• Given entries:
* * * * * * * * *
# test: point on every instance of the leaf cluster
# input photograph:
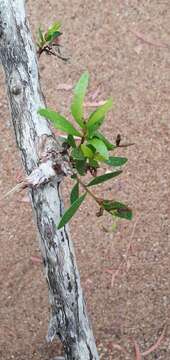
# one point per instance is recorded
(88, 150)
(46, 40)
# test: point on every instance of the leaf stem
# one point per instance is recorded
(88, 191)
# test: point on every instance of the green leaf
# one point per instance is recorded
(100, 147)
(99, 157)
(50, 37)
(116, 161)
(77, 154)
(70, 140)
(80, 166)
(53, 29)
(40, 34)
(106, 141)
(78, 99)
(87, 152)
(97, 116)
(59, 121)
(74, 193)
(92, 129)
(71, 211)
(117, 209)
(102, 178)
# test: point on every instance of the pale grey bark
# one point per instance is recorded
(69, 319)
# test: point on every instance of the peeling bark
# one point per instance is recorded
(69, 319)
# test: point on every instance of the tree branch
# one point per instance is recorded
(38, 146)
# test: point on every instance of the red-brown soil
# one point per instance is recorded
(126, 47)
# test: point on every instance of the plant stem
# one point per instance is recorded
(88, 191)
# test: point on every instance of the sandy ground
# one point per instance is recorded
(125, 45)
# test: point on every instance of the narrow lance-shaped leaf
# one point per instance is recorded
(77, 154)
(117, 209)
(102, 178)
(59, 121)
(71, 211)
(87, 152)
(74, 193)
(98, 115)
(78, 99)
(116, 161)
(106, 141)
(100, 147)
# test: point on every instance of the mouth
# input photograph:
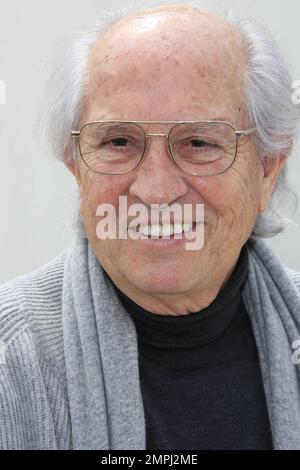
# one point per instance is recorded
(164, 231)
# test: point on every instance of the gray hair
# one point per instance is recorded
(268, 100)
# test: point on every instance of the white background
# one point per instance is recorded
(37, 193)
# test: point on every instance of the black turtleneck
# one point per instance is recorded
(200, 375)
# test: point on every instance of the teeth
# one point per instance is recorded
(165, 230)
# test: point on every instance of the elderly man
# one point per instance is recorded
(136, 342)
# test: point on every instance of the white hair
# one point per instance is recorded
(268, 101)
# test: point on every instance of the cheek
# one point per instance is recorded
(233, 198)
(101, 189)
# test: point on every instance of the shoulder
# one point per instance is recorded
(30, 310)
(294, 276)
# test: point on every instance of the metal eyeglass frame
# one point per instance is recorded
(238, 134)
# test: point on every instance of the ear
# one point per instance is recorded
(271, 170)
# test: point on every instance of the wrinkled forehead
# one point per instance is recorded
(202, 56)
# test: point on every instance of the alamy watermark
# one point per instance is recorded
(2, 92)
(296, 354)
(296, 94)
(2, 352)
(137, 222)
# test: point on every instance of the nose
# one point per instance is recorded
(157, 179)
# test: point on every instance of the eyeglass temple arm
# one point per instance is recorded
(245, 132)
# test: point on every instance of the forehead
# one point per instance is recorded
(144, 61)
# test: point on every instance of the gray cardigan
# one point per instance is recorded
(34, 401)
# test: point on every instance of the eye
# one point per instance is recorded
(118, 142)
(199, 143)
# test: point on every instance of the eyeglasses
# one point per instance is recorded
(200, 148)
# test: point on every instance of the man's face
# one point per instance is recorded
(166, 68)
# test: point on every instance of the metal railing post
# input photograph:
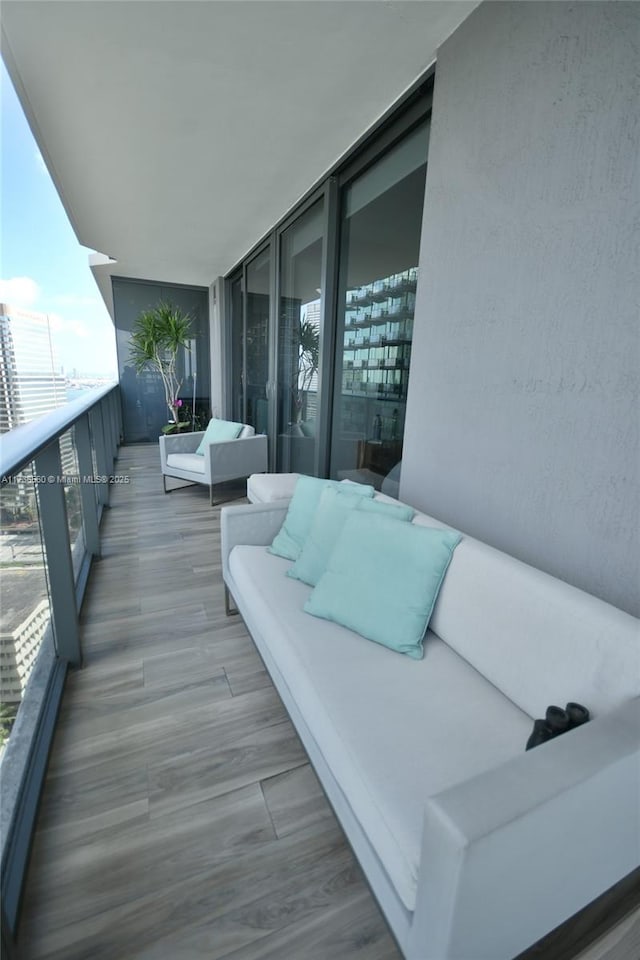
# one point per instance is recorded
(55, 535)
(102, 462)
(87, 489)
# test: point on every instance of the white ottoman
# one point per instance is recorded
(265, 487)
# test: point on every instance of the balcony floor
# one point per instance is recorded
(180, 818)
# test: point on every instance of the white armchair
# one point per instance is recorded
(223, 460)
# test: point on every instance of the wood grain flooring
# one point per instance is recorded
(181, 819)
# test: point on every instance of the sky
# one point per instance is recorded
(43, 268)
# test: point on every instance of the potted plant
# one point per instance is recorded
(158, 335)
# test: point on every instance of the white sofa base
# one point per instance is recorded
(506, 854)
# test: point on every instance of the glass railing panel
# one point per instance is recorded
(25, 611)
(72, 479)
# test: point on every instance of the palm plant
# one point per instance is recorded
(157, 336)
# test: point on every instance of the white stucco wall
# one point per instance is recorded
(522, 421)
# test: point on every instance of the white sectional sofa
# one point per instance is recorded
(473, 847)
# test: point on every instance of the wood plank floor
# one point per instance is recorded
(180, 819)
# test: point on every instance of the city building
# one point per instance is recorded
(31, 381)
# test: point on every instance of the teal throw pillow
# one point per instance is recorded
(217, 431)
(290, 539)
(383, 578)
(333, 510)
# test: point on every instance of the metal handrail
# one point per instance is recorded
(20, 446)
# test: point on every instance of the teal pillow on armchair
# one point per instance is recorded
(217, 431)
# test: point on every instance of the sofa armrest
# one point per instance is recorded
(230, 459)
(509, 855)
(249, 523)
(178, 443)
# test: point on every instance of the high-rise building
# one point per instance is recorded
(31, 382)
(31, 385)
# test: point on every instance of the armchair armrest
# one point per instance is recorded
(512, 853)
(178, 443)
(230, 459)
(250, 523)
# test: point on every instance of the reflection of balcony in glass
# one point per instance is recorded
(31, 383)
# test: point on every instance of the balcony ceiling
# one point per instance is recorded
(178, 133)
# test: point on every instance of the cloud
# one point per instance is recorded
(70, 300)
(19, 291)
(40, 162)
(63, 325)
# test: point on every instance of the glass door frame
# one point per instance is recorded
(375, 150)
(331, 189)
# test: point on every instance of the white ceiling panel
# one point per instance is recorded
(178, 132)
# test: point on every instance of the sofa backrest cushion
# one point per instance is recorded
(538, 639)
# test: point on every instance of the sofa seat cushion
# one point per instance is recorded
(267, 487)
(393, 730)
(192, 462)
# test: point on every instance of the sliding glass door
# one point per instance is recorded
(256, 341)
(381, 219)
(250, 309)
(298, 352)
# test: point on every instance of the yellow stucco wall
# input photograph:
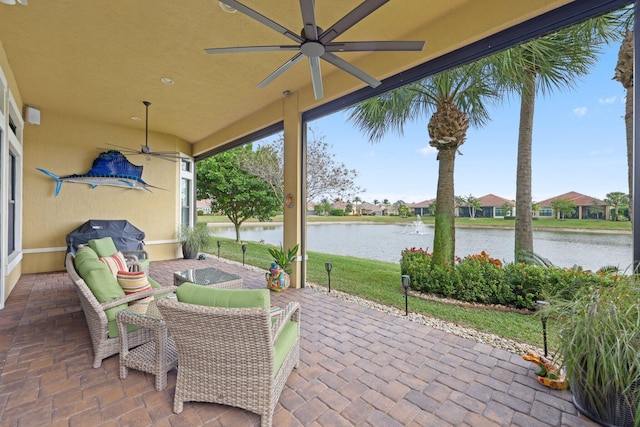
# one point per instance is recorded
(68, 145)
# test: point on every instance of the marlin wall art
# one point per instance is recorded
(109, 168)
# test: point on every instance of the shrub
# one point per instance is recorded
(480, 278)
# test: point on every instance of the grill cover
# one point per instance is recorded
(126, 236)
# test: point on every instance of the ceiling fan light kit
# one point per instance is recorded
(314, 43)
(171, 156)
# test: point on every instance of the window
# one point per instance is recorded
(11, 204)
(187, 192)
(545, 212)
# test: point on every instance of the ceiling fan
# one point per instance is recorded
(316, 43)
(171, 156)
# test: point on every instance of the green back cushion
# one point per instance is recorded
(101, 282)
(103, 247)
(241, 298)
(228, 298)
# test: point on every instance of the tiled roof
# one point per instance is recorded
(493, 200)
(577, 198)
(422, 204)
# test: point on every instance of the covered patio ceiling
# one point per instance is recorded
(99, 60)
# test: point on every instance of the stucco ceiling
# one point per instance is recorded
(100, 59)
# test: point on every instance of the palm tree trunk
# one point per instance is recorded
(444, 234)
(628, 122)
(524, 226)
(624, 74)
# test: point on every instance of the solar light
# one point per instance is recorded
(406, 282)
(539, 306)
(328, 267)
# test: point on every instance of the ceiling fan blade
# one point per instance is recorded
(350, 19)
(354, 71)
(167, 158)
(263, 19)
(375, 46)
(309, 19)
(316, 77)
(121, 148)
(284, 67)
(214, 50)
* * * * * * * * *
Reproduce every line of the material precisely, omitting its pictures.

# test: point on every instance of the leaf cluster
# input photograph:
# one point per instance is recorded
(88, 150)
(46, 40)
# test: point on every instance of the leaf stem
# one point per instance is recorded
(88, 191)
# test: point on every instance of the green leaf
# one point per instance is recorded
(100, 147)
(99, 157)
(50, 37)
(116, 161)
(77, 154)
(70, 140)
(80, 166)
(53, 29)
(40, 34)
(106, 141)
(78, 99)
(87, 152)
(97, 116)
(59, 121)
(74, 193)
(92, 129)
(71, 211)
(117, 209)
(102, 178)
# test: point on every instance of the pale grey bark
# one point per instance is recorded
(69, 319)
# test: point on every instance of the peeling bark
# one point per instance is recorded
(69, 319)
# test: point on every instance of the tree branch
# one point per instance is recorded
(38, 146)
# test: point on every instance of the red-brown soil
# one point per instance is recorded
(126, 47)
# test: point on every instance of the plant stem
# one point per instance is recorded
(88, 191)
# test: point on every instance of the sandy ground
# one point per instance is recorded
(125, 45)
# test: point on every instance of the narrow lance-shaped leaf
# one point per instance is recorded
(77, 154)
(117, 209)
(102, 178)
(59, 121)
(71, 211)
(87, 152)
(74, 193)
(98, 115)
(78, 99)
(116, 161)
(106, 141)
(100, 147)
# test: point on every instance of the mouth
# input photograph:
# one point per instance is recorded
(164, 231)
# test: point on every instance of the gray hair
# one point per instance is recorded
(268, 100)
# test: point on every instance of the white background
# one point per instance is recorded
(37, 193)
# test: point on every instance of the black turtleneck
# one point per instance is recorded
(200, 375)
# test: point on every instance of the teeth
# one point per instance is recorded
(165, 230)
# test: point on every instance of the elderly man
# one point per instance is recorded
(136, 342)
# test: point on every instance of the white hair
# one point per instance is recorded
(268, 101)
# test: point on every instance of the cheek
# one point per instance is recorded
(233, 198)
(101, 189)
# test: point on every instance of the shoulder
# one point per instance is recorded
(30, 310)
(294, 276)
# test: point on every instance of the metal eyeglass frame
# one point per instance is recorded
(238, 134)
# test: point on every instance of the ear
# one point per instance is recorded
(271, 170)
# test: point on every instance of the wrinkled forehead
# one point per instance is recorded
(202, 56)
# test: point on every instance of the alamy watermark
# one point per instance is recorded
(2, 92)
(296, 354)
(296, 94)
(2, 352)
(137, 222)
# test: point on every instance of the nose
# one point per instance is recorded
(157, 179)
# test: point on every instance of the eyeglass temple arm
# one point per instance is recorded
(245, 132)
# test: point on every instance of the forehead
# one point per instance is recorded
(144, 61)
# test: point on every instance of the gray cardigan
# one point per instance is recorded
(34, 401)
# test: point on every instance of the eye
# one point per instance is recorded
(118, 142)
(199, 143)
# test: point on every instance of the eyeglasses
# one point per instance is recorded
(200, 148)
# test: point on every instance of the man's face
# one point per instance is recorded
(166, 68)
# test: point on every instance of the metal railing post
# input photograph:
# one point per instance is recorded
(55, 535)
(102, 462)
(87, 489)
# test: point on every instance of the white ottoman
# one point per instance is recorded
(265, 487)
# test: point on every instance of the balcony floor
# one point per instance is recorded
(180, 818)
# test: point on every instance of the white armchair
# one point per instance is recorded
(223, 460)
# test: point on every instance of the wood grain flooring
# one point per instance is recorded
(181, 819)
# test: point on every instance of the sky
# one point per instance is recorded
(43, 268)
# test: point on every instance of the potted plant
# one point per instance is recorded
(158, 335)
# test: point on every instance of the white sofa base
# one point per instance is recorded
(506, 854)
# test: point on every instance of the glass railing panel
# one point per instance is recorded
(25, 611)
(72, 479)
# test: point on every instance of the palm plant
# one point per instance is recorded
(157, 336)
# test: point on every instance of the white stucco wall
# one point per instance is recorded
(522, 421)
# test: point on every instance of the white sectional sofa
# one point per instance is recorded
(473, 847)
# test: point on every instance of the wood plank floor
# one point per instance is recorded
(180, 819)
# test: point on every instance of the city building
# one point per instance is recorded
(31, 381)
# test: point on every instance of the teal throw pillow
# one point per instance is recorded
(217, 431)
(290, 539)
(383, 578)
(333, 510)
# test: point on every instance of the metal handrail
# one point per instance is recorded
(20, 446)
# test: point on every instance of the teal pillow on armchair
# one point per instance is recorded
(217, 431)
# test: point on every instance of the sofa armrest
# one point per instance is recorded
(230, 459)
(509, 855)
(249, 523)
(178, 443)
# test: point on every instance of the high-rise building
# one point per instance is recorded
(31, 382)
(31, 385)
# test: point on every instance of the armchair armrest
# one point per instance is recorded
(512, 853)
(178, 443)
(230, 459)
(250, 523)
# test: point on every instance of the reflection of balcony in glass
# one point per instance is recorded
(31, 383)
# test: point on every instance of the balcony ceiling
# one point per instance is recorded
(178, 133)
# test: point on every instance of the cloud
# one point per instance is recorded
(70, 300)
(19, 291)
(40, 162)
(63, 325)
# test: point on every instance of the glass door frame
# one point per instance is recorded
(375, 150)
(331, 189)
# test: point on every instance of the white ceiling panel
# one point per instance is recorded
(178, 132)
# test: point on every instance of the sofa backrest cushion
# one point per instance is recorded
(538, 639)
# test: point on every instance of the sofa seat cushion
# one point per instance is recorded
(267, 487)
(393, 730)
(192, 462)
# test: point on every instance of the sliding glass door
# one point per instance is recorded
(256, 341)
(381, 219)
(250, 309)
(298, 352)
# test: point on every instance of the yellow stucco wall
# input photograph:
# one point per instance is recorded
(68, 145)
# test: point on every instance of the marlin wall art
# one point per instance is recorded
(109, 168)
# test: point on every instance of the shrub
# one point per instance is recorded
(480, 278)
# test: point on every instance of the grill cover
# one point per instance is recorded
(126, 236)
# test: point on every instance of the ceiling fan light kit
# one point per instance is recorded
(314, 43)
(171, 156)
# test: point on every instance of the window
# one point per instance is recorded
(11, 204)
(187, 192)
(545, 212)
# test: point on every instance of the ceiling fan
# one point per instance is recorded
(316, 43)
(171, 156)
# test: point on every instance of the green back cushion
# one point per instance is recorded
(101, 282)
(103, 247)
(241, 298)
(228, 298)
# test: point on every instance of the tiled roof
# one point per instance is recorded
(493, 200)
(577, 198)
(422, 204)
# test: point on every instance of the covered patio ceiling
# one point per instance is recorded
(99, 60)
# test: point on every instance of the stucco ceiling
# one point per instance is recorded
(100, 59)
# test: point on every instance of the palm tree trunk
# one point per instance is recorded
(444, 234)
(628, 122)
(524, 226)
(624, 74)
# test: point on every instance of the solar light
# one point per instance is recorded
(406, 282)
(539, 306)
(328, 267)
# test: point on every instance of the ceiling fan blade
# one point per instance is recorded
(350, 19)
(354, 71)
(167, 158)
(263, 19)
(375, 46)
(309, 19)
(316, 77)
(121, 148)
(284, 67)
(214, 50)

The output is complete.